# arcade game help



## Solac03 (Oct 4, 2019)

hi, 

I need help with an arcade game. I am trying to clone the game but it seems like it has some sort of protection. first off i am not doing this for piracy we own the whole arcade machine and the software breaks down. we have bought this software a number of times already, and now the company does not support this machine anymore. we still have a working usb drive and wanted to clone it.


----------



## SirDice (Oct 4, 2019)

What does any of this have to do with FreeBSD?

Rule #7: FreeBSD Forums Rules


----------



## Solac03 (Oct 5, 2019)

the game is running on freebsd, its a temple run arcade game.


----------



## Crivens (Oct 5, 2019)

Maybe we could set up some patreon or something for all these support questions regarding commercial problems? Maybe to sponsor new HW every now and then?

And for the OP: go to the next hacker space and bring a case of beer. That should do the trick.


----------



## SirDice (Oct 7, 2019)

Apparently the "Temple Run Arcade" cabinet made by Coastal Amusements runs on top of FreeBSD -> Reddit post.



Solac03 said:


> first off i am not doing this for piracy we own the whole arcade machine and the software breaks down.


It's still piracy because you don't own the license or the intellectual property for the game itself and you don't have permission from the original owner of said property.

So, no, we cannot help you.


----------



## Solac03 (Oct 11, 2019)

ok.


----------

WHAT TO PRODUCE »
Name each user who posts in the arcade game help thread above, listing every name once.

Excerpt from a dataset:
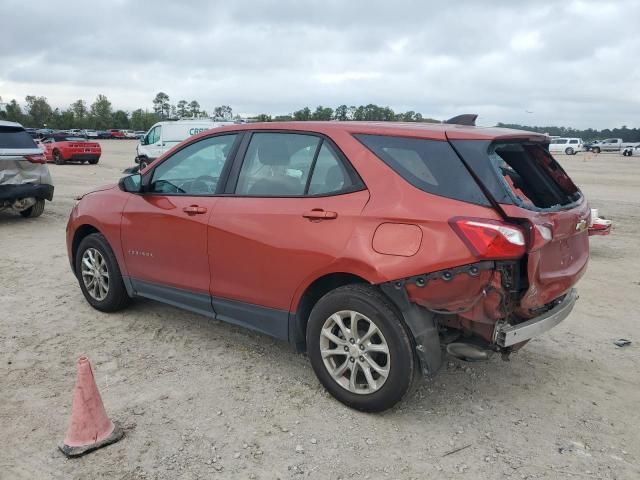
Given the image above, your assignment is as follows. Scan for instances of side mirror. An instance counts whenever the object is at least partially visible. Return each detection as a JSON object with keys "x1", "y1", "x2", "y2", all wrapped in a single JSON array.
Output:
[{"x1": 118, "y1": 173, "x2": 142, "y2": 193}]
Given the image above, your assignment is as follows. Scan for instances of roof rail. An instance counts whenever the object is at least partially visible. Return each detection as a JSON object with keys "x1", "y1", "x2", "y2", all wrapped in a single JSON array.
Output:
[{"x1": 444, "y1": 113, "x2": 478, "y2": 127}]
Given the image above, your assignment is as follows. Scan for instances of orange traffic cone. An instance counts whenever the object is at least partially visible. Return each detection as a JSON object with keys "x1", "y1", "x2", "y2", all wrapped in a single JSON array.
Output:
[{"x1": 59, "y1": 356, "x2": 124, "y2": 457}]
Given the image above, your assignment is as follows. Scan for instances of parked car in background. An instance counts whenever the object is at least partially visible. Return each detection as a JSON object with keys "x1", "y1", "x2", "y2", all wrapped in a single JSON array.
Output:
[
  {"x1": 42, "y1": 135, "x2": 102, "y2": 165},
  {"x1": 0, "y1": 121, "x2": 53, "y2": 217},
  {"x1": 622, "y1": 143, "x2": 640, "y2": 157},
  {"x1": 549, "y1": 137, "x2": 583, "y2": 155},
  {"x1": 67, "y1": 122, "x2": 590, "y2": 411},
  {"x1": 122, "y1": 130, "x2": 138, "y2": 139},
  {"x1": 591, "y1": 138, "x2": 635, "y2": 153},
  {"x1": 82, "y1": 130, "x2": 98, "y2": 138},
  {"x1": 135, "y1": 118, "x2": 234, "y2": 166},
  {"x1": 107, "y1": 128, "x2": 125, "y2": 140}
]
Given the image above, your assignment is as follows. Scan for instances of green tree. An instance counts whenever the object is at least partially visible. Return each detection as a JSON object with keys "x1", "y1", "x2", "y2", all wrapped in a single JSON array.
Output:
[
  {"x1": 69, "y1": 99, "x2": 89, "y2": 128},
  {"x1": 89, "y1": 94, "x2": 113, "y2": 130},
  {"x1": 311, "y1": 105, "x2": 333, "y2": 120},
  {"x1": 189, "y1": 100, "x2": 200, "y2": 118},
  {"x1": 3, "y1": 98, "x2": 24, "y2": 122},
  {"x1": 153, "y1": 92, "x2": 171, "y2": 118},
  {"x1": 113, "y1": 110, "x2": 129, "y2": 129},
  {"x1": 25, "y1": 95, "x2": 53, "y2": 127},
  {"x1": 177, "y1": 100, "x2": 189, "y2": 117},
  {"x1": 213, "y1": 105, "x2": 233, "y2": 120},
  {"x1": 293, "y1": 107, "x2": 311, "y2": 121}
]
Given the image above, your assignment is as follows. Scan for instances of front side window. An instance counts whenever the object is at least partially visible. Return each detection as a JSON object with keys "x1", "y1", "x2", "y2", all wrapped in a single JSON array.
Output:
[
  {"x1": 235, "y1": 133, "x2": 321, "y2": 197},
  {"x1": 150, "y1": 134, "x2": 237, "y2": 195},
  {"x1": 147, "y1": 125, "x2": 161, "y2": 145}
]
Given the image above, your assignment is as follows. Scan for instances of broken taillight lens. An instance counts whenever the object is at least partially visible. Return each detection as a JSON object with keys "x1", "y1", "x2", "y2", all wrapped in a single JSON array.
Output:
[
  {"x1": 24, "y1": 154, "x2": 47, "y2": 163},
  {"x1": 449, "y1": 217, "x2": 526, "y2": 259}
]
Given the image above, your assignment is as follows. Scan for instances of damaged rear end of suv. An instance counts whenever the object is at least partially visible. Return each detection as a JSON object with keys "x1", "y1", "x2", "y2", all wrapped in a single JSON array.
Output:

PROBLEM SOLUTION »
Solac03, SirDice, Crivens